Go through the records and count every line that holds "fixture". Only the number belongs in the reply.
[SUPPLIED MATERIAL Boundary: Start]
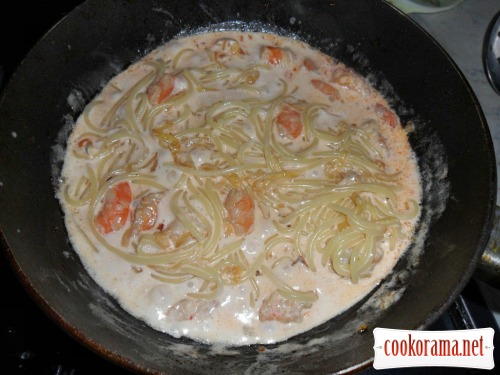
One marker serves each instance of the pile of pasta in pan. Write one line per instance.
(239, 188)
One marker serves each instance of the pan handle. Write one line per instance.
(488, 269)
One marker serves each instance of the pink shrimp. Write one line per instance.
(284, 310)
(146, 213)
(326, 89)
(161, 89)
(387, 115)
(116, 208)
(240, 210)
(274, 55)
(289, 119)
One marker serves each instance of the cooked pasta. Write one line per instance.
(246, 170)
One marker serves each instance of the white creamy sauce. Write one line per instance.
(234, 82)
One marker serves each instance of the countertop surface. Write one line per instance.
(461, 32)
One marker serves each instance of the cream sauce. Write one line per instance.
(232, 317)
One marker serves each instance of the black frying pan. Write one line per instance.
(100, 38)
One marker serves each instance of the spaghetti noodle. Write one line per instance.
(248, 169)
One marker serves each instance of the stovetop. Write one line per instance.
(33, 344)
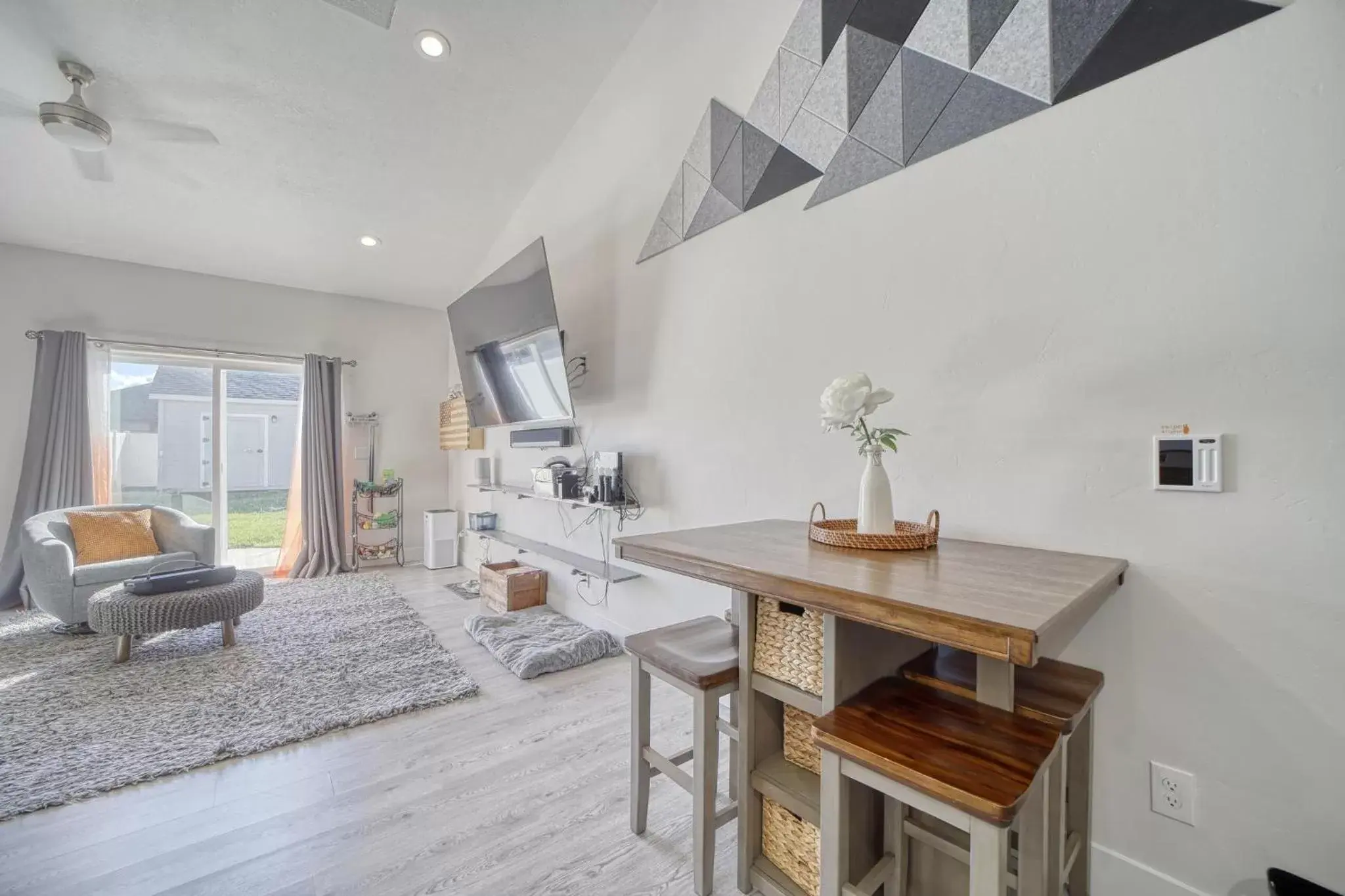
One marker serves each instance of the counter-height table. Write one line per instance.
(1006, 605)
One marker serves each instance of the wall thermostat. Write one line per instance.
(1189, 463)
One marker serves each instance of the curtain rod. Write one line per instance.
(217, 352)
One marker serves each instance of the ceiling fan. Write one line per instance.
(88, 133)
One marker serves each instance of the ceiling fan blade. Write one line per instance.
(93, 165)
(171, 132)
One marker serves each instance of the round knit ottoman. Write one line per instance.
(116, 612)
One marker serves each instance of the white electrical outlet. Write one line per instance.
(1172, 793)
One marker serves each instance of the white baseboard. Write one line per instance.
(1116, 875)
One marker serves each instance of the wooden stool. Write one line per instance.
(963, 762)
(701, 658)
(1060, 695)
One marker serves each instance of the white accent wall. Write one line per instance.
(1168, 249)
(403, 351)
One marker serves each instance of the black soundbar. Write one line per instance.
(198, 576)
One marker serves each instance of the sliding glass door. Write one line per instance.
(215, 440)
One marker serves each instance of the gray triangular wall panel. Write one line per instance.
(813, 140)
(927, 85)
(834, 15)
(766, 108)
(868, 60)
(827, 96)
(698, 154)
(728, 178)
(805, 35)
(1075, 32)
(834, 101)
(715, 210)
(693, 194)
(1020, 55)
(671, 211)
(797, 77)
(984, 20)
(942, 33)
(1151, 32)
(978, 108)
(888, 19)
(880, 123)
(853, 167)
(724, 128)
(659, 241)
(758, 150)
(783, 174)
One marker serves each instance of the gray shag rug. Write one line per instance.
(466, 590)
(319, 654)
(540, 640)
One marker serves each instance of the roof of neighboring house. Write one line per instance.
(133, 410)
(242, 385)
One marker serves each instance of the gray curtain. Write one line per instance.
(57, 458)
(320, 469)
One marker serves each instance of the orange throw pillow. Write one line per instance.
(112, 535)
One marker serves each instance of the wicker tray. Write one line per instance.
(906, 536)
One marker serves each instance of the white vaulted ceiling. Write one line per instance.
(328, 127)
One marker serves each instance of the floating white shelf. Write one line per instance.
(577, 562)
(525, 492)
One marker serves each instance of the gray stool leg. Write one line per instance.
(835, 826)
(1056, 832)
(989, 859)
(1033, 840)
(894, 845)
(705, 784)
(639, 740)
(734, 752)
(1079, 802)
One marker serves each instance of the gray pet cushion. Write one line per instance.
(533, 643)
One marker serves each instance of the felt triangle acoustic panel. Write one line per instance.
(864, 89)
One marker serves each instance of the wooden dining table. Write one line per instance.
(1009, 606)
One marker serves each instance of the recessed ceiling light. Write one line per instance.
(432, 45)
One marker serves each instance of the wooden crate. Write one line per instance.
(512, 586)
(454, 430)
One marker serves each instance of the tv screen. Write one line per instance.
(509, 345)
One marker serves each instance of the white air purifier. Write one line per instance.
(440, 539)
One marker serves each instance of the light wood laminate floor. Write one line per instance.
(522, 789)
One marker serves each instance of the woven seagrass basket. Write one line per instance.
(789, 645)
(906, 536)
(798, 740)
(794, 845)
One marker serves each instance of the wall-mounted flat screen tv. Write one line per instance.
(509, 345)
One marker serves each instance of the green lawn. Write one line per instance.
(252, 530)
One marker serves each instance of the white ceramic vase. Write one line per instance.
(875, 496)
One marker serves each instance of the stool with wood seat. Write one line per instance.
(698, 657)
(963, 762)
(1060, 695)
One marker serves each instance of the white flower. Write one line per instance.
(848, 399)
(876, 398)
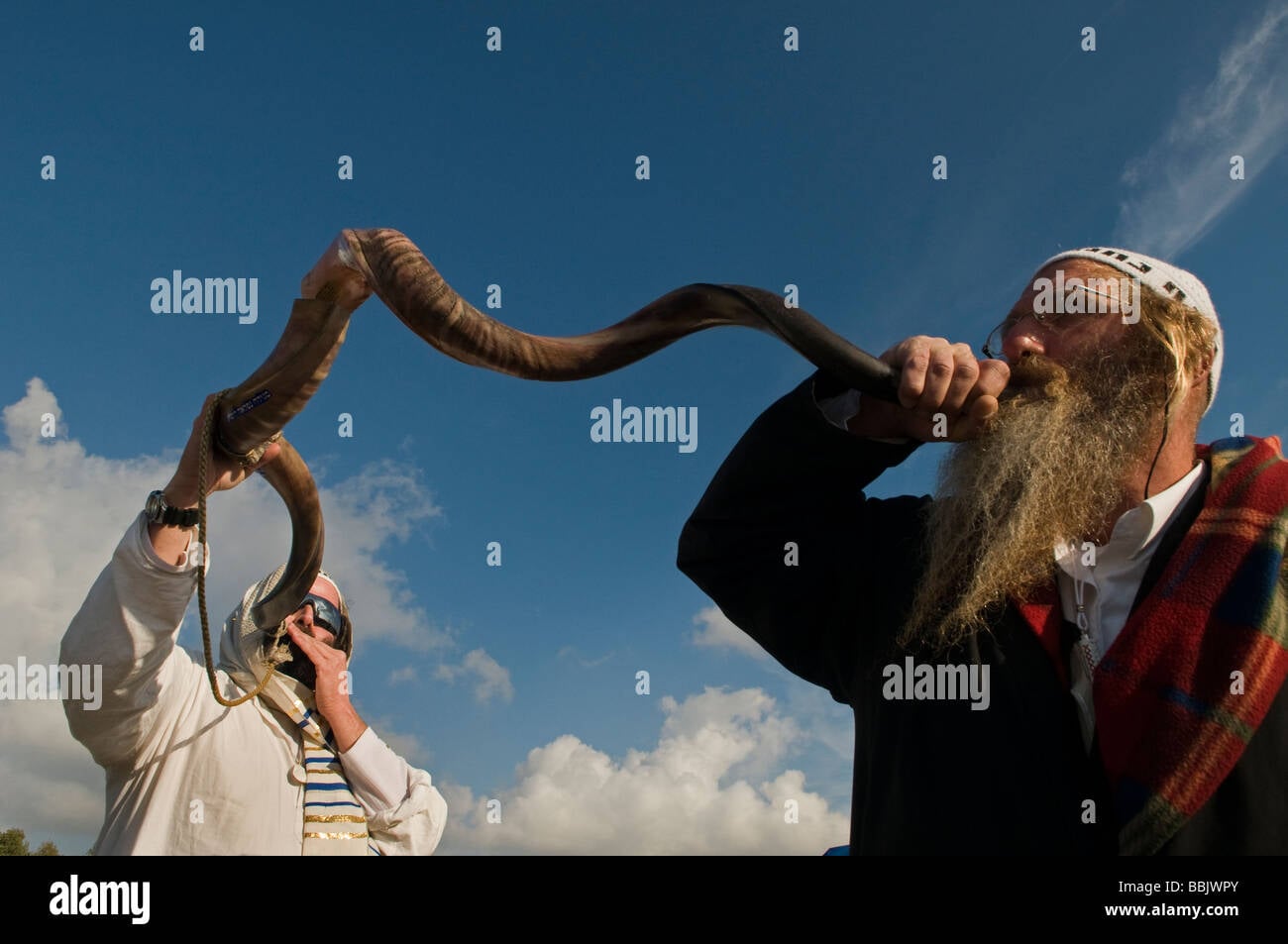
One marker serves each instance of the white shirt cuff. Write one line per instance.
(376, 773)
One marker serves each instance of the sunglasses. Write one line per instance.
(325, 613)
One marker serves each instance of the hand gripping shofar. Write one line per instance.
(385, 262)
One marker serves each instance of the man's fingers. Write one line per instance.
(270, 454)
(993, 376)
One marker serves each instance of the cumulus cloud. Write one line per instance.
(715, 784)
(62, 515)
(1183, 181)
(719, 633)
(490, 679)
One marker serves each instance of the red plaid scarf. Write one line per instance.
(1171, 715)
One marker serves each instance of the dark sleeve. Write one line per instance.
(797, 478)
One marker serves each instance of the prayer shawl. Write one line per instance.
(334, 820)
(1196, 669)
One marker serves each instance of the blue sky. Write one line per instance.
(516, 167)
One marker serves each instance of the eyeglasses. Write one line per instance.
(325, 613)
(1055, 321)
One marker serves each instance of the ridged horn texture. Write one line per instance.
(385, 262)
(406, 281)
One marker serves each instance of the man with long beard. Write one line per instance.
(1078, 644)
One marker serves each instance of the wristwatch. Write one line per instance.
(160, 513)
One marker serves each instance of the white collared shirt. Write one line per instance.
(1109, 587)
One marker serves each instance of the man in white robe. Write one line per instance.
(291, 772)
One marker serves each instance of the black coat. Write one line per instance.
(930, 777)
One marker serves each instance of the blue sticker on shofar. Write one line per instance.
(249, 404)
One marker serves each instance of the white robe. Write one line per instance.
(187, 776)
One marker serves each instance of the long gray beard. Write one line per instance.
(1051, 467)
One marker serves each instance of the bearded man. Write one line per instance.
(1078, 644)
(292, 771)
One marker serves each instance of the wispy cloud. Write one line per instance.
(1181, 184)
(490, 679)
(719, 633)
(715, 785)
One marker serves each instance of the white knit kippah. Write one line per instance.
(1167, 281)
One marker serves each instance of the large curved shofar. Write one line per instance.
(385, 262)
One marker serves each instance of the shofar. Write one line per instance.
(361, 262)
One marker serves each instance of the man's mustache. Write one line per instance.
(1035, 374)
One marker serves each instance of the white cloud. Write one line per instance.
(713, 785)
(400, 675)
(1184, 181)
(719, 633)
(410, 747)
(63, 514)
(490, 679)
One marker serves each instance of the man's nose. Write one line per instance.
(1025, 335)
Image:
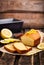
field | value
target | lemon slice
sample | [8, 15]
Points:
[4, 42]
[6, 33]
[41, 46]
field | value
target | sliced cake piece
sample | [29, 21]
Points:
[29, 48]
[10, 48]
[20, 47]
[31, 38]
[41, 46]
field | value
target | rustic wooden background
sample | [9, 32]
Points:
[32, 13]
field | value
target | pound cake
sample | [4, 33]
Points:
[21, 48]
[10, 48]
[31, 38]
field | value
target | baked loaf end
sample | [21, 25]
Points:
[31, 38]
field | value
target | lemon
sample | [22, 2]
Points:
[6, 33]
[4, 42]
[12, 40]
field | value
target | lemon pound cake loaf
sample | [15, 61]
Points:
[31, 38]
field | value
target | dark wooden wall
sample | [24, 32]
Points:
[30, 11]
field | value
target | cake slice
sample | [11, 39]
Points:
[29, 48]
[41, 46]
[10, 48]
[20, 47]
[31, 38]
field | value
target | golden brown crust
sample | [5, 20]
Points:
[20, 50]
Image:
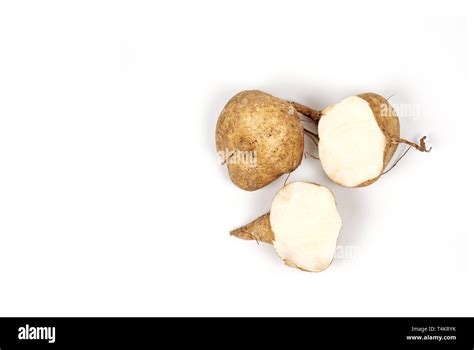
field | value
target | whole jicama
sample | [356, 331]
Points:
[259, 137]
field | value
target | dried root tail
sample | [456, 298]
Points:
[258, 230]
[306, 111]
[420, 147]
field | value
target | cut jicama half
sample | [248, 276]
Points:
[303, 225]
[357, 139]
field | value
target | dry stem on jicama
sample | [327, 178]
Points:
[264, 126]
[357, 139]
[303, 225]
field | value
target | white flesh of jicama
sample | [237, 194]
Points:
[351, 146]
[306, 223]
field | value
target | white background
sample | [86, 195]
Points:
[112, 199]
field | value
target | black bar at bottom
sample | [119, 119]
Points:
[411, 333]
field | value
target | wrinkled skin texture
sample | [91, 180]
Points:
[269, 128]
[389, 124]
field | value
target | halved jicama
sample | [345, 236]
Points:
[303, 225]
[357, 139]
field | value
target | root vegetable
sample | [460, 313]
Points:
[303, 225]
[358, 137]
[260, 138]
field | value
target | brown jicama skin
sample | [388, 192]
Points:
[263, 128]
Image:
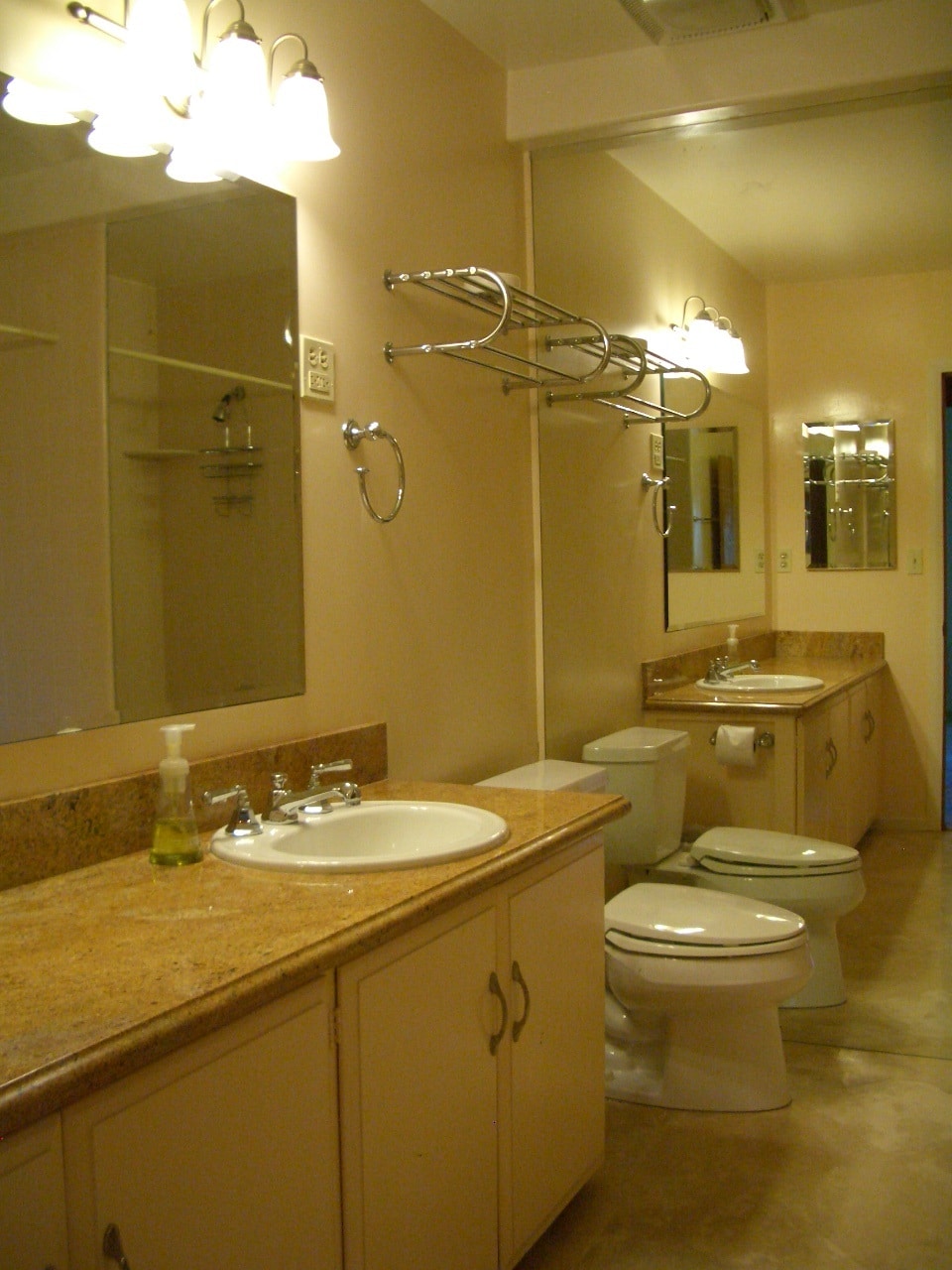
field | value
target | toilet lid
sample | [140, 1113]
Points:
[762, 851]
[671, 920]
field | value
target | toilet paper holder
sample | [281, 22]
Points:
[763, 740]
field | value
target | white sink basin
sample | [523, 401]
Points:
[376, 834]
[765, 684]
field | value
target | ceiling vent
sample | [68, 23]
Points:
[667, 22]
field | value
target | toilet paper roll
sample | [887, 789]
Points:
[735, 746]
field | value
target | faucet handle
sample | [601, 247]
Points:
[280, 794]
[243, 822]
[320, 770]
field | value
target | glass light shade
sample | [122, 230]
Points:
[33, 104]
[299, 117]
[159, 45]
[235, 95]
[733, 359]
[702, 339]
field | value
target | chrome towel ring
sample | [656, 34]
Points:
[353, 436]
[657, 485]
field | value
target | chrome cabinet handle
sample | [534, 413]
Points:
[112, 1247]
[518, 1024]
[498, 992]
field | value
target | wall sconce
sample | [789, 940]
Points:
[710, 340]
[206, 112]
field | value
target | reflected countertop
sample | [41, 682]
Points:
[837, 675]
[109, 966]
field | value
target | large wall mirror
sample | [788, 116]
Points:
[715, 550]
[606, 245]
[849, 494]
[149, 440]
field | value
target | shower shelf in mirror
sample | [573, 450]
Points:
[218, 371]
[22, 336]
[606, 368]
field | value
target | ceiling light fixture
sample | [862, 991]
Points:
[708, 341]
[209, 112]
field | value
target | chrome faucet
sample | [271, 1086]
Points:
[720, 671]
[316, 799]
[243, 822]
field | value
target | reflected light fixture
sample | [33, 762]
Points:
[208, 112]
[710, 340]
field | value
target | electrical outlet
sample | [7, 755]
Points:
[657, 451]
[317, 379]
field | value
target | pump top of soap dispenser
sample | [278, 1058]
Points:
[173, 769]
[176, 834]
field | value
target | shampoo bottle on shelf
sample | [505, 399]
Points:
[176, 834]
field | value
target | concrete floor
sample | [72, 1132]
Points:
[857, 1173]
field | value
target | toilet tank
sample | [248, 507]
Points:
[551, 774]
[649, 766]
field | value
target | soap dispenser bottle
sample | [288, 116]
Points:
[176, 835]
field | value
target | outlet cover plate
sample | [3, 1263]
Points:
[317, 370]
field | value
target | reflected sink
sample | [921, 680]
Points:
[376, 834]
[765, 684]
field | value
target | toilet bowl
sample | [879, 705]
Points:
[693, 979]
[817, 880]
[693, 982]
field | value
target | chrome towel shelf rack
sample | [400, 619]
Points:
[583, 363]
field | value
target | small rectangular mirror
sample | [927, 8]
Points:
[702, 468]
[849, 494]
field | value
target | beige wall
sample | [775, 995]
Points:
[853, 349]
[425, 624]
[603, 563]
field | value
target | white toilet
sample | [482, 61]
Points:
[693, 979]
[817, 880]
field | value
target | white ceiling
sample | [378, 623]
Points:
[825, 193]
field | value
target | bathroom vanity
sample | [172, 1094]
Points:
[238, 1069]
[817, 752]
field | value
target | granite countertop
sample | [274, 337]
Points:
[109, 966]
[837, 675]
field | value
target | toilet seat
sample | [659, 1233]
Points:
[766, 853]
[665, 920]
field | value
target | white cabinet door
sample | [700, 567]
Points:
[32, 1199]
[472, 1074]
[221, 1156]
[417, 1083]
[557, 1055]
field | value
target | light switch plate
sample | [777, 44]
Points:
[317, 377]
[657, 451]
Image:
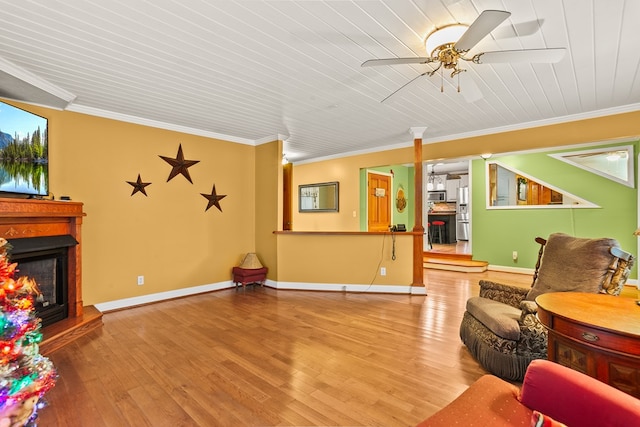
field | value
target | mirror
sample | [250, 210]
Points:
[322, 197]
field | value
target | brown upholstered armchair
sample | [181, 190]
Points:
[500, 327]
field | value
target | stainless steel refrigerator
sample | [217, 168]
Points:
[462, 214]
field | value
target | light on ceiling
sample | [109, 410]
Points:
[444, 36]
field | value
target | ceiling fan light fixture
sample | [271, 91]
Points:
[444, 36]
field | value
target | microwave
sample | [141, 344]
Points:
[437, 196]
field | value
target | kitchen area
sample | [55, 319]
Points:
[447, 206]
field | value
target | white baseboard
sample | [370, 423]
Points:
[179, 293]
[338, 287]
[161, 296]
[507, 269]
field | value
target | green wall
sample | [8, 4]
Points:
[497, 233]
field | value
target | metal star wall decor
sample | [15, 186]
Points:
[214, 199]
[180, 165]
[138, 186]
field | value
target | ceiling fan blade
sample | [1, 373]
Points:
[546, 56]
[483, 25]
[396, 61]
[404, 86]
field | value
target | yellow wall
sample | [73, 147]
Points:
[170, 239]
[167, 237]
[346, 259]
[268, 195]
[346, 170]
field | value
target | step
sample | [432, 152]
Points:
[454, 264]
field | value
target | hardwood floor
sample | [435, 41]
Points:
[263, 357]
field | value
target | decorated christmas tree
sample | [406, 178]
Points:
[25, 375]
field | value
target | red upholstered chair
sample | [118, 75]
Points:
[438, 232]
[555, 391]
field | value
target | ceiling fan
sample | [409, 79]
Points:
[447, 46]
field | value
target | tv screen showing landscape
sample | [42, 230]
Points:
[24, 157]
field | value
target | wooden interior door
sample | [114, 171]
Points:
[287, 197]
[379, 202]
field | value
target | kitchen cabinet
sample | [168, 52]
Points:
[452, 186]
[452, 189]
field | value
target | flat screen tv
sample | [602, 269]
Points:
[24, 155]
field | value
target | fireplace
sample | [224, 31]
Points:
[43, 225]
[45, 259]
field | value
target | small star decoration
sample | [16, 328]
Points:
[180, 165]
[214, 199]
[139, 186]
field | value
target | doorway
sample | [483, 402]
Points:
[448, 179]
[378, 202]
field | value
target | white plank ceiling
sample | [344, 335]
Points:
[250, 70]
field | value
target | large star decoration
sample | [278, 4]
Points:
[139, 186]
[214, 199]
[180, 165]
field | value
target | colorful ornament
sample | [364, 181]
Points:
[25, 375]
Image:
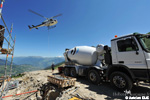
[SUPPLIED MATERIAL Boundary: End]
§ ANSWER BELOW
3